## ASSIGNED TASK
Reproduce the part of the passage on emulation and creativity that begins at the words "I would like" and stops after "becoming a doctor.".

## EXTRACT PROVIDED

* * * * *

I would like to invoke a similar idea to Weisberg's concept of analytic thinking in considering the psychological basis of creativity, namely the notion of emulation. In cognitive psychology, emulation is distinguished from imitation in that, while imitation is about copying the process of performing an action, emulation is about copying the end-product of that action (Tomasello et al., 1993; Heyes, 2021). A composer can emulate Tchaikovsky's music by creating music in his style without replicating the specific process that Tchaikovsky went through in composing his music. Emulation only considers the product, not the process, of creativity. Emulation also has a colloquial meaning outside of the cognitive literature to signify modeling oneself after another person. For example, we might say that a daughter emulates her mother by becoming a doctor.

I would argue that creators, instead of sitting around brainstorming divergently, emulate the products of other creators in their domain, as well as their own previous work (Brown, 2022). These products are the major sources of inspiration for creators. Emulation is a central part of the pedagogical process in becoming a creator in a domain. People use their teachers as role models, and begin their professional careers as emulators of their ideas and products. Kleon's (2012) book Steal Like an Artist presents a popular account of the emulation model of creativity in which creators are advised to strategically select inspirational role models and to emulate their products as much as possible as a means of discovering their own uniqueness as creators. “Steal like an artist” is a very different prescription for aspiring creators than “think divergently.” However, I suspect that it is a far more accurate description of what creators actually do in their professional work.

* * * * *

Saved entries
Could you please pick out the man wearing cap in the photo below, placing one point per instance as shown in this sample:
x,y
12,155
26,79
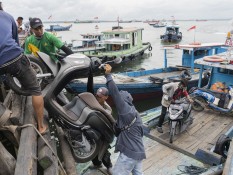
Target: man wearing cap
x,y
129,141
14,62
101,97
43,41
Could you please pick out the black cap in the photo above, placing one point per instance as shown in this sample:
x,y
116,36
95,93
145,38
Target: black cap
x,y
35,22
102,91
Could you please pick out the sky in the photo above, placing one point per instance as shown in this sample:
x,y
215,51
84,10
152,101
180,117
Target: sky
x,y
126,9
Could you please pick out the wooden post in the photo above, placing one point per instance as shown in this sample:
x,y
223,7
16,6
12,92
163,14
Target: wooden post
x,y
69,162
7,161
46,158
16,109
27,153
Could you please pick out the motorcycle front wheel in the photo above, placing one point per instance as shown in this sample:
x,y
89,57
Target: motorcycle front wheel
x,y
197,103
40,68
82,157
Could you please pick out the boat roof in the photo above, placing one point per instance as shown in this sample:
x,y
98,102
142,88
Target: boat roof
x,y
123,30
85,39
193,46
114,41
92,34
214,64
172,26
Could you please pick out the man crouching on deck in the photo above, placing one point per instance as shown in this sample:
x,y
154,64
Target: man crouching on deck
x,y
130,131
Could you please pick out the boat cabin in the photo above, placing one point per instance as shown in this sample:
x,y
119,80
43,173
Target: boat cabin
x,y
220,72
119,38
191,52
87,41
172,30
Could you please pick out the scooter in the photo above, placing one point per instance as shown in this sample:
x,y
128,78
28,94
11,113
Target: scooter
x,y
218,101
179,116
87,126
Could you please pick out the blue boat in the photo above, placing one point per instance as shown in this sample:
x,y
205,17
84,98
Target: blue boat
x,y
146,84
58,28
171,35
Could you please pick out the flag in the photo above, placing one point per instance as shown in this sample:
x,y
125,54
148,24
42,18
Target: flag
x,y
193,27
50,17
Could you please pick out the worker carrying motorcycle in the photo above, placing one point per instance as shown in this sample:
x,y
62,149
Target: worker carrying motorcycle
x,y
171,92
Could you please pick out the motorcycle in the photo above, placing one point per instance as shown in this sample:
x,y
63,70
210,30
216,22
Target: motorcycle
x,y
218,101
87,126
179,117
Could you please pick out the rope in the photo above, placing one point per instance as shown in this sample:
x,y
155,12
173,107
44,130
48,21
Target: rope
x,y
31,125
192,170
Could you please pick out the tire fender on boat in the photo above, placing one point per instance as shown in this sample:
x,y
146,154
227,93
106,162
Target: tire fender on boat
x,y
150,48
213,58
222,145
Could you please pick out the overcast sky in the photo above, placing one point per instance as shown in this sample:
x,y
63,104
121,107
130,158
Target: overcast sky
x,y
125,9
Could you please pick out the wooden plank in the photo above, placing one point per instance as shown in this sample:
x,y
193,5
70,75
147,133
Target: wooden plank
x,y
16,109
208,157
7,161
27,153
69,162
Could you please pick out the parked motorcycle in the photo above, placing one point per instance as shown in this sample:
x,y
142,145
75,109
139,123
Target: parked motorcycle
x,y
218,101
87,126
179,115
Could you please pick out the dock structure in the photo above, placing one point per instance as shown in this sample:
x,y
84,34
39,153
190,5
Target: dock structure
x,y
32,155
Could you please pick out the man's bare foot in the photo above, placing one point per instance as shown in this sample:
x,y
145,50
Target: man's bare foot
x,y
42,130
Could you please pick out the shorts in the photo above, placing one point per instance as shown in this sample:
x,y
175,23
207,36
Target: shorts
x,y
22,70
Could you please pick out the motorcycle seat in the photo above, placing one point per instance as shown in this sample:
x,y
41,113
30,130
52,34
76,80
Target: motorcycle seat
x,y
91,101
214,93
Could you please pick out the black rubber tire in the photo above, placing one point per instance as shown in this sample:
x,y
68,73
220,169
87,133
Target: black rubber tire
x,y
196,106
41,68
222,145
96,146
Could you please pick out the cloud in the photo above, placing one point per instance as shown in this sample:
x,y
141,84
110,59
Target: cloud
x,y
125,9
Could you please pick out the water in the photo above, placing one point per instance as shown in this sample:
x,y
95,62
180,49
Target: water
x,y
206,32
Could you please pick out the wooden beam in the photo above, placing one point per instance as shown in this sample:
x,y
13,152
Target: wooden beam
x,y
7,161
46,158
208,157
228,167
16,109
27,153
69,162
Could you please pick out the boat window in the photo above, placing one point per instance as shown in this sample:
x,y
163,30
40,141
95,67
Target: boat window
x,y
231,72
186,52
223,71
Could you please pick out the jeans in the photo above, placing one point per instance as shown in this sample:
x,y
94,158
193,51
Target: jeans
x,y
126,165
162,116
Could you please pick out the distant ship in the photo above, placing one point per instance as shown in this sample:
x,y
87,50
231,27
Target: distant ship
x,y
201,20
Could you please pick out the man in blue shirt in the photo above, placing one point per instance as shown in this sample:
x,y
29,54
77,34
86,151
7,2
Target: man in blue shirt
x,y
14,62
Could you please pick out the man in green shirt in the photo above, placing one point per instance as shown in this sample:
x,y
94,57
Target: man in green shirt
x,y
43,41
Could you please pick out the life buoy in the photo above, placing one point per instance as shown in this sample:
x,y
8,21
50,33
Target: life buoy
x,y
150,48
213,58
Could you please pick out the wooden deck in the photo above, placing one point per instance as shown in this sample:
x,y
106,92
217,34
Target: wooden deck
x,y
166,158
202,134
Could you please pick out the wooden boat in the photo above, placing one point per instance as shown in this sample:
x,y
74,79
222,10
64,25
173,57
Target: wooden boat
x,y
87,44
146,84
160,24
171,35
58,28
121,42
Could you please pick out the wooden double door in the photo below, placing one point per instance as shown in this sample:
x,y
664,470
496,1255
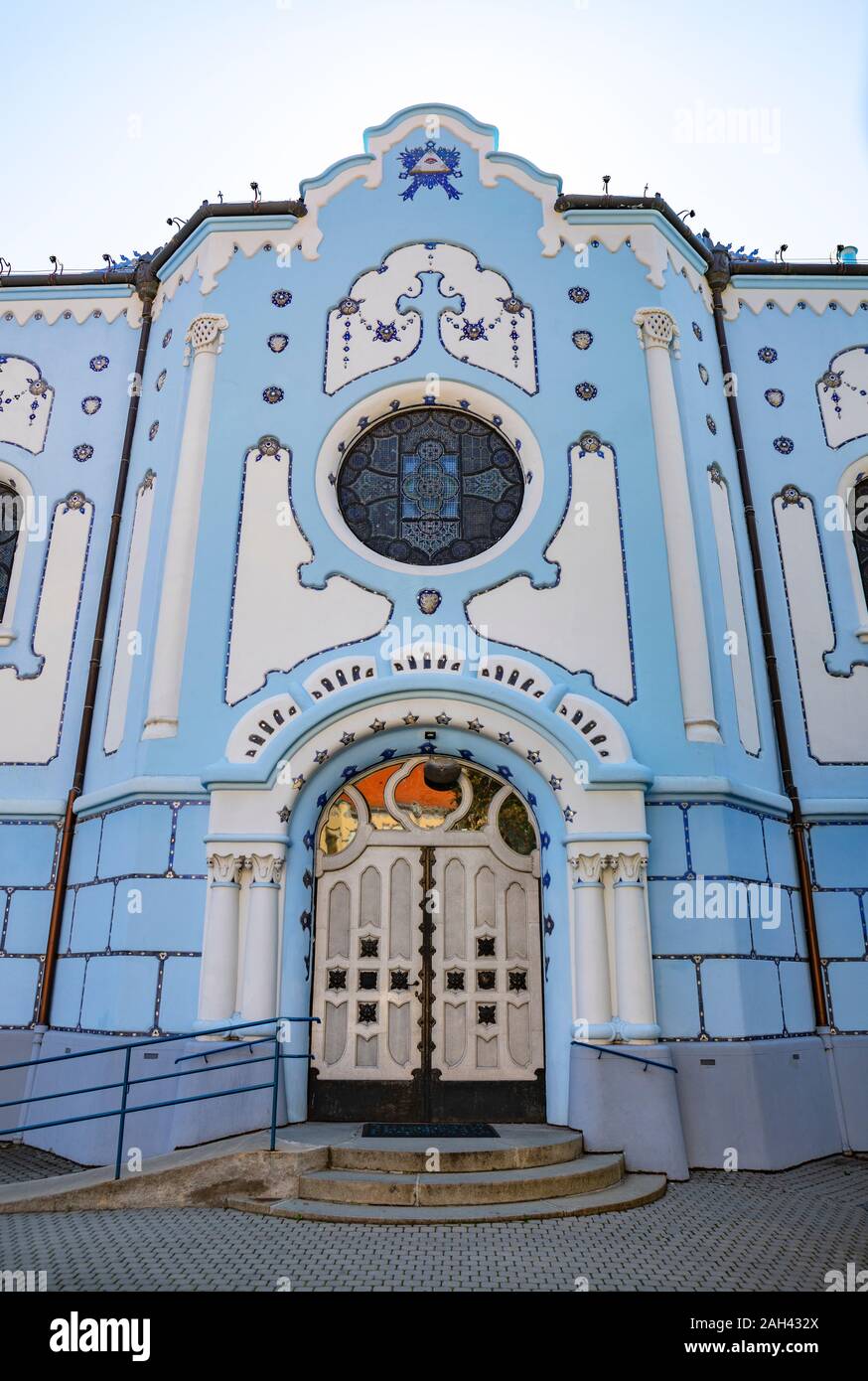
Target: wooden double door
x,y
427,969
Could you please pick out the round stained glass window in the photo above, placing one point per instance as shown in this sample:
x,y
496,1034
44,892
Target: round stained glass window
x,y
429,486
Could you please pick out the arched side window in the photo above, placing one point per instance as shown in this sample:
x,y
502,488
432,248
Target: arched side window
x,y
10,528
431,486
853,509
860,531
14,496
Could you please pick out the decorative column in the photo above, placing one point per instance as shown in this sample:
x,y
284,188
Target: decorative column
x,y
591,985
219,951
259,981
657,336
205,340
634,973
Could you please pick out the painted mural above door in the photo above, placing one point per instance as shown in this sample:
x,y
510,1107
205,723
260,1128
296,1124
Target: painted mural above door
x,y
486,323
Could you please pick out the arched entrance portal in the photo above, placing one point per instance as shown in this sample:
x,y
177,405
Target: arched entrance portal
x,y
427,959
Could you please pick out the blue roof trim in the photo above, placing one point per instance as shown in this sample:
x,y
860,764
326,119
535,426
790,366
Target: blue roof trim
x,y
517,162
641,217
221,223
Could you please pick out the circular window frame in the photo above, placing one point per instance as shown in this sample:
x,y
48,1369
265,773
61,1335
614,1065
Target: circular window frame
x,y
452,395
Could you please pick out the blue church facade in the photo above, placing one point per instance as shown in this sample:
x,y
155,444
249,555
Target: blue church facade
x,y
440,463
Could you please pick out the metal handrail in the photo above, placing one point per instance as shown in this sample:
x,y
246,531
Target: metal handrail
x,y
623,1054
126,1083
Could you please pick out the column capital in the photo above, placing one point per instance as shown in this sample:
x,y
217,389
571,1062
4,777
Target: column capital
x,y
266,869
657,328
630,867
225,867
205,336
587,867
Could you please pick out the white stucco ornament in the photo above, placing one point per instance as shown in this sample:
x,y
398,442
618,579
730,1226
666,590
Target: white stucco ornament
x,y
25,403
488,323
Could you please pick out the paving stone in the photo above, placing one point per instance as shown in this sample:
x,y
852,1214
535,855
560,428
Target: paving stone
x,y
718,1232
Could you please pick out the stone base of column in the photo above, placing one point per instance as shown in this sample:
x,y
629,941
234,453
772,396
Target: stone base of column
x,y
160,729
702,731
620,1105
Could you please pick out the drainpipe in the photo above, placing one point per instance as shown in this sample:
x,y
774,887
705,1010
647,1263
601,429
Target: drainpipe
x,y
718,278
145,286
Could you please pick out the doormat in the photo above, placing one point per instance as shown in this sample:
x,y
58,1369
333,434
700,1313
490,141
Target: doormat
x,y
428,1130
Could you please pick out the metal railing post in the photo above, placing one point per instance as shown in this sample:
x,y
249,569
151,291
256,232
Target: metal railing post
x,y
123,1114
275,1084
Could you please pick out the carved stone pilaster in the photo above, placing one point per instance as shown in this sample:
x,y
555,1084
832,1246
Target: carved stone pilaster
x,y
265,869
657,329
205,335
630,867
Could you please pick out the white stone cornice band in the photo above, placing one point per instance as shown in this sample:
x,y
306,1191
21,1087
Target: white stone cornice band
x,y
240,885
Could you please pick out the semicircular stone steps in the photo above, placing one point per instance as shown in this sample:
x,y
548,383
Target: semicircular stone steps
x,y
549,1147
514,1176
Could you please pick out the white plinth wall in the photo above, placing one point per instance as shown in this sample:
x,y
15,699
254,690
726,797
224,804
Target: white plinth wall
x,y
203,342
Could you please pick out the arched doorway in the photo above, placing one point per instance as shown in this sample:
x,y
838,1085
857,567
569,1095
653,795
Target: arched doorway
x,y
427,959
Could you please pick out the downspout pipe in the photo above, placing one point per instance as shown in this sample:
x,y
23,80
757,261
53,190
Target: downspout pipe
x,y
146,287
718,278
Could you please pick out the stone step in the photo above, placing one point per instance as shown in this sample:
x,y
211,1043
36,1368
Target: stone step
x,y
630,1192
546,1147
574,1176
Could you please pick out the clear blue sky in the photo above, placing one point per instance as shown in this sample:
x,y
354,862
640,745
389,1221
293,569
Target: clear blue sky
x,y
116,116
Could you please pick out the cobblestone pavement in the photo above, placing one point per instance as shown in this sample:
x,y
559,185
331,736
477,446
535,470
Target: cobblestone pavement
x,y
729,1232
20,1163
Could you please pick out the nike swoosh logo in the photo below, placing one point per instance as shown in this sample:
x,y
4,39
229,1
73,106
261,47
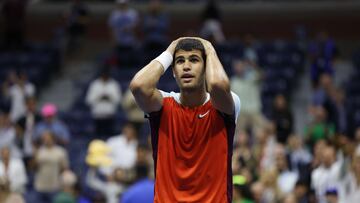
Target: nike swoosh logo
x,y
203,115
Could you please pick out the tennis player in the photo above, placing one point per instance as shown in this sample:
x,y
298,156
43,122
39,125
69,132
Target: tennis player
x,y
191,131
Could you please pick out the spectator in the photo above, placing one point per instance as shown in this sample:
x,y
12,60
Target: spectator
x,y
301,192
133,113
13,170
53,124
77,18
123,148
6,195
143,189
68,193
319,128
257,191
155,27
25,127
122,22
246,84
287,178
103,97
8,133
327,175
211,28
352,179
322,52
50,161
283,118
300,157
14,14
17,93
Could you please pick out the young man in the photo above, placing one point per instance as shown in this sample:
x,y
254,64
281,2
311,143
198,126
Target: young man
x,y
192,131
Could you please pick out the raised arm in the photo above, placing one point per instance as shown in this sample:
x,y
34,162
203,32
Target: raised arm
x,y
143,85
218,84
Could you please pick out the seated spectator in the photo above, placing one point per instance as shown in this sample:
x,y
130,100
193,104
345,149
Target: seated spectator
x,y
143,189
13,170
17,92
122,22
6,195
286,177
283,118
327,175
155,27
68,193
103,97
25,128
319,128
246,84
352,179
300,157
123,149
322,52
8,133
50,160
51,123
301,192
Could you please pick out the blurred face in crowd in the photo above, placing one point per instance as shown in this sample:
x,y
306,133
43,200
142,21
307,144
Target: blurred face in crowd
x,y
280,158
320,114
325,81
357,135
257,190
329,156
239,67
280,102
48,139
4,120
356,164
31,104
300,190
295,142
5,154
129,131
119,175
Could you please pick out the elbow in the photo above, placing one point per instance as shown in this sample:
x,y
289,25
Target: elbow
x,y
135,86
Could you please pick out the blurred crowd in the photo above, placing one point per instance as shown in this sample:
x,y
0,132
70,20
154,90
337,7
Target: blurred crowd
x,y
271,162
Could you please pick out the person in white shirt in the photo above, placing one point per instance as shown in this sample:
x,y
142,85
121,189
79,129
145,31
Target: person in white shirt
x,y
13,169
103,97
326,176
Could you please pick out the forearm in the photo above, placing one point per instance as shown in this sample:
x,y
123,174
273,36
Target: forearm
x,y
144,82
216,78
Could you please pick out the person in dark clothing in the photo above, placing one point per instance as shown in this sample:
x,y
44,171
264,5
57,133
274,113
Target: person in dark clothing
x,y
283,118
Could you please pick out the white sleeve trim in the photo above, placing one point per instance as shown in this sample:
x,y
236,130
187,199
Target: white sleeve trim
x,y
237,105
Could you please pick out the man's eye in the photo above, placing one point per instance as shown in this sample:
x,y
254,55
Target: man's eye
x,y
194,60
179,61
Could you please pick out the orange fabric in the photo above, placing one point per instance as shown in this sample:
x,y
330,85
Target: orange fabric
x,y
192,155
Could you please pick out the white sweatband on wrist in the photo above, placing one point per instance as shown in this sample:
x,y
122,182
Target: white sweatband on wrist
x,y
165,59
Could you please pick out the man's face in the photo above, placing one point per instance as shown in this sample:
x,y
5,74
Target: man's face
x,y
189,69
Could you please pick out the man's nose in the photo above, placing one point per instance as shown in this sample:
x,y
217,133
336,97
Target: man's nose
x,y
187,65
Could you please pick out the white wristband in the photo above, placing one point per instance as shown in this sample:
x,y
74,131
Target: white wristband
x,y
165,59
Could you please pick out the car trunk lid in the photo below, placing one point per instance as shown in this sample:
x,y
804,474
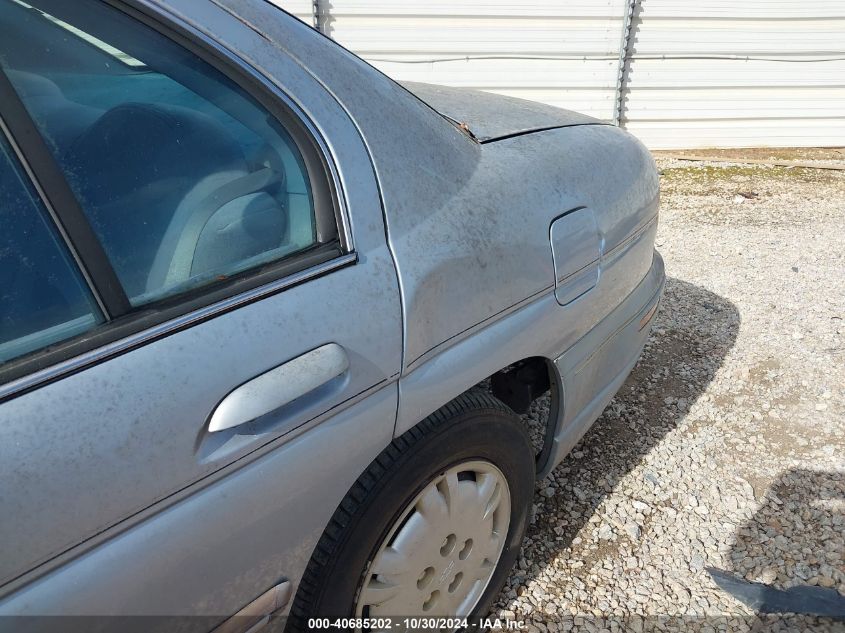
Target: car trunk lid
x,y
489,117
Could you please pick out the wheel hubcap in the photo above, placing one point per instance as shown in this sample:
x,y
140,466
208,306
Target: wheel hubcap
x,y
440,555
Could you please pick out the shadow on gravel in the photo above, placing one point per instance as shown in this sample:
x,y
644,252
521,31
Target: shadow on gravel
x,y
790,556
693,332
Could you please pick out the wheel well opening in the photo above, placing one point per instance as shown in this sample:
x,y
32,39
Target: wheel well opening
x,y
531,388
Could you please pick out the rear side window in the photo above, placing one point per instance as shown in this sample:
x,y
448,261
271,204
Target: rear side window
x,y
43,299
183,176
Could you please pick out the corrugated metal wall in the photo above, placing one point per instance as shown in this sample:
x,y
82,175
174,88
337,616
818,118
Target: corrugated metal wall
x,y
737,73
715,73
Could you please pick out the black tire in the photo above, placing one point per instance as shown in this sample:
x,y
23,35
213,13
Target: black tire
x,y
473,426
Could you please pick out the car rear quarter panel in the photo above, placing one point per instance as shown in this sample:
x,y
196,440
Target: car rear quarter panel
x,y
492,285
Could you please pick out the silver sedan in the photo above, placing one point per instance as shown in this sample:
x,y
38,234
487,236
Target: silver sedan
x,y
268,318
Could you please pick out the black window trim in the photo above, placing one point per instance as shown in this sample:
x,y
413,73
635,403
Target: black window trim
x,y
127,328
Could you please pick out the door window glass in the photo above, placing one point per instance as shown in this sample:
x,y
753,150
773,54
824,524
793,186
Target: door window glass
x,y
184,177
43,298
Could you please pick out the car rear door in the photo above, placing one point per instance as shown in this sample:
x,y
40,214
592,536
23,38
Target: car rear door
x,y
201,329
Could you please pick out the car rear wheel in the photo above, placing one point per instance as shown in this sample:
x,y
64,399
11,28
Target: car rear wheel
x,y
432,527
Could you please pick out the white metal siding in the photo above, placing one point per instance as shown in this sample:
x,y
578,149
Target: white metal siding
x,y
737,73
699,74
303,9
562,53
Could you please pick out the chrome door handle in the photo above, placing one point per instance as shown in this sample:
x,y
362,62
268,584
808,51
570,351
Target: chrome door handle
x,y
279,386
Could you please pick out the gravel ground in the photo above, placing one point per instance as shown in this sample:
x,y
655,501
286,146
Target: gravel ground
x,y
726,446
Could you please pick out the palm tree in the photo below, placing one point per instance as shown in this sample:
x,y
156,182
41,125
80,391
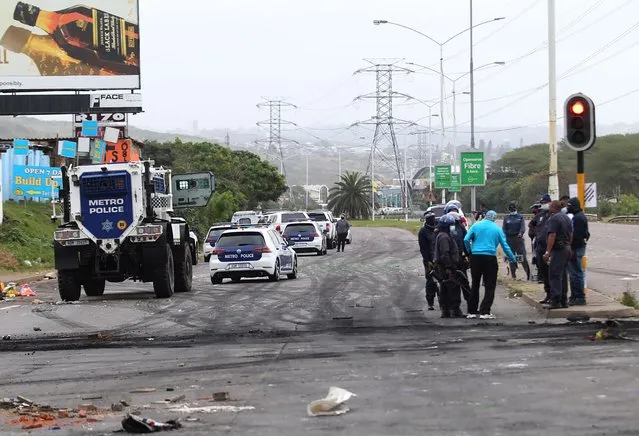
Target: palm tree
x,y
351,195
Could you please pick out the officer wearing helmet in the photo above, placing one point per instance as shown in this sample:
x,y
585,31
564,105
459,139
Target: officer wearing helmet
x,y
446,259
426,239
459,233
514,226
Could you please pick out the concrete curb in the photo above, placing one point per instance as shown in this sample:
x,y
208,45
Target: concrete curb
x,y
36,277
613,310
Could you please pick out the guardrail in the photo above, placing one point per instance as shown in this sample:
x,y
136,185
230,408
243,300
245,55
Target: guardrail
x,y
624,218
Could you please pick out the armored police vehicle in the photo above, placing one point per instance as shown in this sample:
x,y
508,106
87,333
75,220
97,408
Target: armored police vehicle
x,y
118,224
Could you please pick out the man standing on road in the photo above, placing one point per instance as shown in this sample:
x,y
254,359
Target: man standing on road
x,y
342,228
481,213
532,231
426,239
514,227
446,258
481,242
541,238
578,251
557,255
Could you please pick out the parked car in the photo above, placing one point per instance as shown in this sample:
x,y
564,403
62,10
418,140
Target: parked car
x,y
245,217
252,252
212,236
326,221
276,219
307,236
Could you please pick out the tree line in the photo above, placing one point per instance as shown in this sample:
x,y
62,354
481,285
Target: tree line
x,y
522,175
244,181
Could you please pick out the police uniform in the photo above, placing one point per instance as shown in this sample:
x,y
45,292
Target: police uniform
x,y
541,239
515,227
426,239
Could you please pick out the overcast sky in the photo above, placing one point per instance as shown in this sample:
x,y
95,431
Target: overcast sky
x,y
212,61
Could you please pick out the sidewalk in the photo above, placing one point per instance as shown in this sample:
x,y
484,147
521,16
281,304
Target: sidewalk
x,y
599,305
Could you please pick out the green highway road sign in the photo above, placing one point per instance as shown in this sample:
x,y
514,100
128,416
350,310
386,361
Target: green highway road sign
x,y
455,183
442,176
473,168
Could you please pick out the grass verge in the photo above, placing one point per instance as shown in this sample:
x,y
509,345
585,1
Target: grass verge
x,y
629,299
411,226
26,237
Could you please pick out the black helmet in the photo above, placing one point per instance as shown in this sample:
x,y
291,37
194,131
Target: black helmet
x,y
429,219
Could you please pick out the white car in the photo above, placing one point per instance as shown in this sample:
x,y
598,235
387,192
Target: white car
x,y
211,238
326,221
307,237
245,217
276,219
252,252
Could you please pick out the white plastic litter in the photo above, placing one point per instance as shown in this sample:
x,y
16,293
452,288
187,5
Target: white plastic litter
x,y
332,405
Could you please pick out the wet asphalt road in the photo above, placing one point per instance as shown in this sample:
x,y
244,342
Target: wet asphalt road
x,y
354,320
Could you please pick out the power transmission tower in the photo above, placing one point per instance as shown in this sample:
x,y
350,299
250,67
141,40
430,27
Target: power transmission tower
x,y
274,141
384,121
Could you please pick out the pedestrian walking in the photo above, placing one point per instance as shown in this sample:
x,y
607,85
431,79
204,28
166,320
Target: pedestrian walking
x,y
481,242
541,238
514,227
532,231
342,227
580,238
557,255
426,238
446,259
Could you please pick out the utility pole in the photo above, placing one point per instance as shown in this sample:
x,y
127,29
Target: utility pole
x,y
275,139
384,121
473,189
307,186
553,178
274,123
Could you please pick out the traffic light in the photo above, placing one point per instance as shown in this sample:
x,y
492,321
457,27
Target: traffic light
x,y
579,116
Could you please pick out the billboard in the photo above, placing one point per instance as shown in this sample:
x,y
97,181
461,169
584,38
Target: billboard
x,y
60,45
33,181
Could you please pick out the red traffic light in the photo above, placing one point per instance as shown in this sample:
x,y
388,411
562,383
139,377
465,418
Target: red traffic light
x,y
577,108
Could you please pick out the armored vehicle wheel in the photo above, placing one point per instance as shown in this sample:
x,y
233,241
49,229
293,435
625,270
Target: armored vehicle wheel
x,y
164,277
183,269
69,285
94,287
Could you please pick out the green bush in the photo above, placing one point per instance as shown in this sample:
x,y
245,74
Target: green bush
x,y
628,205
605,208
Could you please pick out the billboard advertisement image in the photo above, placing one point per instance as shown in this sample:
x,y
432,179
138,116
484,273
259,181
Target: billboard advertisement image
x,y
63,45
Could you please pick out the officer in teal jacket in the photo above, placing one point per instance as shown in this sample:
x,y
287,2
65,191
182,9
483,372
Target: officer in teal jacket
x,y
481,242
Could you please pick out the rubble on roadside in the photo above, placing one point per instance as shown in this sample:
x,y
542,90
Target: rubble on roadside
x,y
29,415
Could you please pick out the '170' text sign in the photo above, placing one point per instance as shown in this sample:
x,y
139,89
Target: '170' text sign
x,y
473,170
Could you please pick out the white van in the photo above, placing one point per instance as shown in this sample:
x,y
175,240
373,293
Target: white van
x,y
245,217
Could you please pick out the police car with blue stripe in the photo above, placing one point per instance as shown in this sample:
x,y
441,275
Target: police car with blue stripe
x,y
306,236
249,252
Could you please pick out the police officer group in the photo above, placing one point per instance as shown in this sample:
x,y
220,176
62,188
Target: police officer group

* * * * *

## ANSWER TO THIS PROBLEM
I would like to invoke a similar idea to Weisberg's concept of analytic thinking in considering the psychological basis of creativity, namely the notion of emulation. In cognitive psychology, emulation is distinguished from imitation in that, while imitation is about copying the process of performing an action, emulation is about copying the end-product of that action (Tomasello et al., 1993; Heyes, 2021). A composer can emulate Tchaikovsky's music by creating music in his style without replicating the specific process that Tchaikovsky went through in composing his music. Emulation only considers the product, not the process, of creativity. Emulation also has a colloquial meaning outside of the cognitive literature to signify modeling oneself after another person. For example, we might say that a daughter emulates her mother by becoming a doctor.